----- TEXTE -----

Le mot bhāva vient de la racine bhū, qui signifie « faire se manifester; produire, créer, causer, devenir ». Le mot bhāva signifie « existence, présence; mode d'être; état, condition ». Il s’agit d’une présence manifeste, visible aux cinq sens et au sens interne. Le préfixe a- étant un privatif, le mot abhāva désigne l’absence de manifestation, de réalité visible, mais qui n’est pas le néant. Le mot bhāva peut se traduire en tibétain par « dngos po » (chose, manifeste, réel –au sens de visible) et par « srid pa » (devenir, exister).
Le mot bhāva peut aussi être précédée de sva-, un pronom réfléchi qu’on traduit par sa, son, propre, personnel. L’ensemble, svabhāva, signifie « disposition naturelle, nature innée ou spontanée », ou encore « nature propre », ce qu’une chose est en propre. Quand, comme Nāgārjuna, on pense que les choses n’ont pas de nature propre et qu’elles sont le produit de causes et de conditions, ont dit qu’elles n’ont pas de nature propre (S. niḥsvabhāvā).
Pour les bouddhistes, bhāva c’est l’existence dans son ensemble, une succession de naissances et de disparitions, et des états (produits de causes et de conditions) entre les deux. Fixer les états (bhāva) entre la naissance et la disparition est perdre de vue leur nature, qui est de naître et de disparaître. Leur véritable nature est de ne pas avoir de nature, c’est-à-dire quelque chose qui existe par elle-même (sva-bhāva).

----- ENREGISTREMENTS -----

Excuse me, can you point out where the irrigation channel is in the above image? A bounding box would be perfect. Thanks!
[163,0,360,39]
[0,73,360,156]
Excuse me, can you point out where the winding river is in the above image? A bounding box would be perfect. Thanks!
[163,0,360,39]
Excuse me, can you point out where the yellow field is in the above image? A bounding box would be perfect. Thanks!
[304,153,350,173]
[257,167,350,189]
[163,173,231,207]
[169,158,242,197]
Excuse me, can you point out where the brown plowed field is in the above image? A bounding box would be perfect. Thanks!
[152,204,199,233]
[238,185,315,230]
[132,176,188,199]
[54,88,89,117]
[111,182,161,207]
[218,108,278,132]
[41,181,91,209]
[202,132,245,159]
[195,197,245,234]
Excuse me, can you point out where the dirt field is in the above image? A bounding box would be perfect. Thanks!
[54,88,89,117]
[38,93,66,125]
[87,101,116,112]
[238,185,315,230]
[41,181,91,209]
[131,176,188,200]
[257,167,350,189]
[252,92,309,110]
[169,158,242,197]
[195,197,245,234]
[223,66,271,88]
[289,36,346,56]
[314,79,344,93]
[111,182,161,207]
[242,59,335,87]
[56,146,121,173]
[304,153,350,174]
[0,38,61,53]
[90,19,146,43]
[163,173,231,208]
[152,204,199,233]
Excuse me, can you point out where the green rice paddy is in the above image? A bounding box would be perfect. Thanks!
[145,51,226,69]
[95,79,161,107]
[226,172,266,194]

-----
----- ENREGISTREMENTS -----

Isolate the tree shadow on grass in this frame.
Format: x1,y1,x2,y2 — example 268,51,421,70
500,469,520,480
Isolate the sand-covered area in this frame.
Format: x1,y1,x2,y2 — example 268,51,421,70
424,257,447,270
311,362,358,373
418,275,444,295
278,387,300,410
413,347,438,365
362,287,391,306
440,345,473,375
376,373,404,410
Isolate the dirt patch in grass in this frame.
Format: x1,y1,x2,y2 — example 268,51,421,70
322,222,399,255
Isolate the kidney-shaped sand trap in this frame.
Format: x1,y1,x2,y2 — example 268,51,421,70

-----

| CONSIGNE A |
Réécrivez sous forme de liste le paragraphe du texte sur la notion de bhāva qui commence par « Le mot bhāva peut aussi ». Conservez-en les faits principaux.
| CONSIGNE B |
Rédigez la suite du texte sur la notion de bhāva en partant de sa dernière phrase.
Les enregistrements forment un matériau distinct du texte.

| RÉPONSE ATTENDUE A |
- Le mot bhāva peut être précédé de sva-, un pronom réfléchi traduit par sa, son, propre, personnel.
- Le composé svabhāva signifie « disposition naturelle, nature innée ou spontanée », ou « nature propre », c'est-à-dire ce qu'une chose est en propre.
- Si l'on pense, comme Nāgārjuna, que les choses sont le produit de causes et de conditions, on dit qu'elles n'ont pas de nature propre (niḥsvabhāvā).

| RÉPONSE ATTENDUE B |
Dans les systèmes théistes, la véritable nature est divine. Toute chose participe du Divin et dérive de lui son existence. Les choses ont donc une nature (svabhāva) et elles existent par la grâce de celle-ci. Quand un système non-théiste comme le bouddhisme pré-tantrique parle de nature propre (svabhāva), il s’agit en fait de la coproduction conditionnée, aussi appelée vacuité, et par là d’une absence de nature propre (S. niḥsvabhāvā). Quand un système théiste parle de nature propre, elle veut parler de la nature divine d’une chose.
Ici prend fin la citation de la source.